▶ **Aim of the exercise**: Please keep the images out and set down the data exactly as given.

▶ **Records to process**:
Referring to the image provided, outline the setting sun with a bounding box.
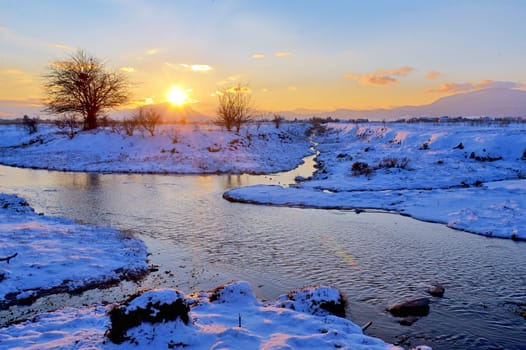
[166,87,189,107]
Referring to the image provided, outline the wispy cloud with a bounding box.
[120,66,135,73]
[344,66,413,86]
[217,74,243,86]
[426,70,441,79]
[288,86,297,91]
[179,64,213,72]
[0,98,43,107]
[216,85,252,95]
[426,80,525,93]
[475,80,524,89]
[53,44,73,51]
[344,73,398,86]
[373,66,413,76]
[1,68,33,84]
[252,53,265,59]
[275,51,292,57]
[165,62,213,72]
[146,48,160,55]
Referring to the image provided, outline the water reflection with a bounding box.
[0,163,525,350]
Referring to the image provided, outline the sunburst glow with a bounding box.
[166,87,189,106]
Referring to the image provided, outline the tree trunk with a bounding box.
[85,111,97,130]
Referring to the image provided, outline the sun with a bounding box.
[166,87,189,107]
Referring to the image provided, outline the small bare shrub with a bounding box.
[351,161,372,176]
[55,114,81,139]
[377,157,410,169]
[272,114,284,129]
[121,117,137,136]
[133,107,161,136]
[22,115,38,134]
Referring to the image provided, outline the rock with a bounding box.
[106,289,190,344]
[388,297,430,317]
[427,284,445,297]
[399,316,420,326]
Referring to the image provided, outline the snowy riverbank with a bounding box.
[0,281,425,350]
[226,122,526,240]
[0,123,313,174]
[0,194,149,309]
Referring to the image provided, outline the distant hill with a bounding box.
[281,88,526,121]
[113,103,210,123]
[2,88,525,122]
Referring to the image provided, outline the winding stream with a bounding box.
[0,160,525,350]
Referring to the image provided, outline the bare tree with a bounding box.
[43,49,130,130]
[215,84,253,132]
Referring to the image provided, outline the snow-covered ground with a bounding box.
[0,123,313,174]
[0,281,426,350]
[0,194,149,309]
[225,122,526,240]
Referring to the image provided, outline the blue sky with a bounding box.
[1,0,525,115]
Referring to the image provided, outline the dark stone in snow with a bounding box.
[388,297,430,317]
[107,289,190,344]
[427,285,445,297]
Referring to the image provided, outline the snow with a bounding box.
[225,122,526,240]
[0,281,407,350]
[1,120,522,348]
[0,123,313,174]
[0,193,149,308]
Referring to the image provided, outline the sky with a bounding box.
[1,0,526,117]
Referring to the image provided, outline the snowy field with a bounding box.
[0,281,423,350]
[0,123,313,174]
[225,122,526,240]
[0,193,148,309]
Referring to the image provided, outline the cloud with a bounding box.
[373,66,414,76]
[179,64,213,72]
[275,51,292,57]
[426,80,525,93]
[216,85,252,96]
[120,67,135,73]
[1,68,33,84]
[344,73,398,86]
[426,70,441,79]
[0,98,43,107]
[288,86,297,91]
[53,44,73,51]
[165,62,213,72]
[252,53,265,59]
[474,80,524,90]
[217,74,243,86]
[344,66,413,86]
[146,48,160,55]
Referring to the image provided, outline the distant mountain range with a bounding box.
[280,88,526,121]
[1,88,525,122]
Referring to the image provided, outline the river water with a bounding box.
[0,161,525,350]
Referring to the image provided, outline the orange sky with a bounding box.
[1,1,525,117]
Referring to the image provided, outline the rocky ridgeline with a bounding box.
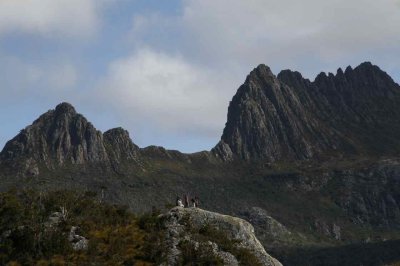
[2,62,400,172]
[159,206,282,266]
[0,102,139,175]
[103,127,139,163]
[213,62,400,161]
[0,102,215,176]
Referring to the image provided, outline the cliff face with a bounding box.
[213,64,337,161]
[0,103,139,175]
[327,160,400,228]
[103,127,139,163]
[3,62,399,167]
[1,103,108,168]
[214,62,400,161]
[0,102,207,177]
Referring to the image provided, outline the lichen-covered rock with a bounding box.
[68,226,88,251]
[159,207,282,266]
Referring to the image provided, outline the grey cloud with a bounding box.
[0,54,79,105]
[0,0,105,38]
[95,48,235,137]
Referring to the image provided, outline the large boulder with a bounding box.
[159,207,282,266]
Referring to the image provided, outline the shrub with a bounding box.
[0,189,162,265]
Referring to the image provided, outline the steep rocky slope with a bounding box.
[0,103,142,176]
[3,62,399,169]
[213,62,400,161]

▶ **Solution for this exercise**:
Referring to the image provided, outline the setting sun with a bounding box.
[166,87,189,107]
Referring to the image provided, outline the wispy cloud with a bounding box.
[120,66,135,73]
[344,66,413,86]
[217,74,243,86]
[426,70,441,79]
[288,86,297,91]
[179,64,213,72]
[0,98,43,107]
[216,85,252,95]
[426,80,525,93]
[475,80,524,89]
[53,44,73,51]
[344,73,398,86]
[373,66,413,76]
[1,68,33,84]
[252,53,265,59]
[275,51,292,57]
[165,62,213,72]
[146,48,160,55]
Referring to the image provided, outline the water reflection with a bounding box.
[0,163,525,350]
Referring to the image provided, outline the sunburst glow with a bounding box.
[166,87,189,106]
Referring to the image provided, outline the tree trunk with a bounding box.
[85,111,97,130]
Referring to the image provided, outline the sun with a bounding box.
[166,87,189,107]
Referring to the image provided, outline the small bare shrub with a bounding box.
[351,161,372,176]
[55,114,81,139]
[377,157,410,169]
[272,114,284,129]
[121,117,137,136]
[133,107,161,136]
[22,115,38,134]
Referring to the image provided, outline the rock with a bounding box.
[106,289,190,344]
[388,297,430,317]
[427,284,445,297]
[399,316,420,326]
Referring to the image provided, outline the snowy riverbank with a bounding box.
[0,281,425,350]
[226,122,526,240]
[0,123,313,174]
[0,194,149,309]
Referring to the image provided, outline the distant hill with a bounding box.
[281,88,526,121]
[113,103,210,123]
[2,88,525,122]
Referring to the image provided, outline the winding stream with a bounding box.
[0,160,525,350]
Referring to the image provided, outline the bare tree with a bounding box.
[43,49,130,130]
[215,84,253,132]
Referring to the image provided, outline the snow-covered ground with a bounding box.
[0,123,313,174]
[0,281,426,350]
[0,194,149,309]
[225,122,526,240]
Referring to the image provided, outline the blue sky with a bounding box.
[1,0,525,115]
Referring to the image provided, outline the dark stone in snow with a bounding box.
[388,297,430,317]
[107,289,190,344]
[427,285,445,297]
Referring to the image provided, outline the snow with a bounding box.
[225,122,526,240]
[0,281,407,350]
[1,120,522,348]
[0,123,313,174]
[0,193,149,308]
Referring to the image provided, outline the sky with a bounding box.
[1,0,526,117]
Referring to the image provided, outline the snowy field with a bounding box.
[0,281,423,350]
[0,123,313,174]
[225,122,526,240]
[0,193,148,309]
Referring to the image provided, outline the cloud with a bounding box.
[373,66,414,76]
[179,64,213,72]
[275,51,292,57]
[426,80,525,93]
[216,85,252,96]
[120,67,135,73]
[1,68,33,84]
[344,73,398,86]
[426,70,441,79]
[0,98,43,107]
[288,86,297,91]
[53,44,73,51]
[165,62,213,72]
[252,53,265,59]
[474,80,524,90]
[217,74,243,86]
[344,66,413,86]
[146,48,160,55]
Referring to the image provided, outline the distant mountain range with a bounding box.
[280,88,526,121]
[1,88,525,122]
Referring to the image provided, outline the river water with a bounding box.
[0,161,525,350]
Referring to the image provided, outline the orange sky with a bounding box.
[1,1,525,117]
Referring to the image provided, outline the rocky ridgeline with a bounding box.
[2,62,400,172]
[159,206,282,266]
[0,102,139,175]
[103,127,139,163]
[213,62,400,161]
[0,102,215,176]
Referring to the image provided, outline the cliff face with a bounding box.
[213,64,337,161]
[0,103,139,175]
[327,160,400,228]
[103,127,139,163]
[3,62,399,167]
[1,103,108,168]
[214,62,400,161]
[0,102,207,177]
Referring to the image provided, outline the lichen-covered rock with a bounding box.
[68,226,88,251]
[159,207,282,266]
Referring to the image provided, outline the grey cloud with a bounding box.
[0,54,79,105]
[0,0,105,38]
[95,48,235,137]
Referring to the image provided, outline the large boulder with a bounding box.
[159,207,282,266]
Referring to the image provided, outline the shrub with a bounding box.
[0,189,162,265]
Referring to the image provided, outline the steep rocky slope with a bounding box.
[0,103,142,176]
[3,62,399,169]
[213,62,400,161]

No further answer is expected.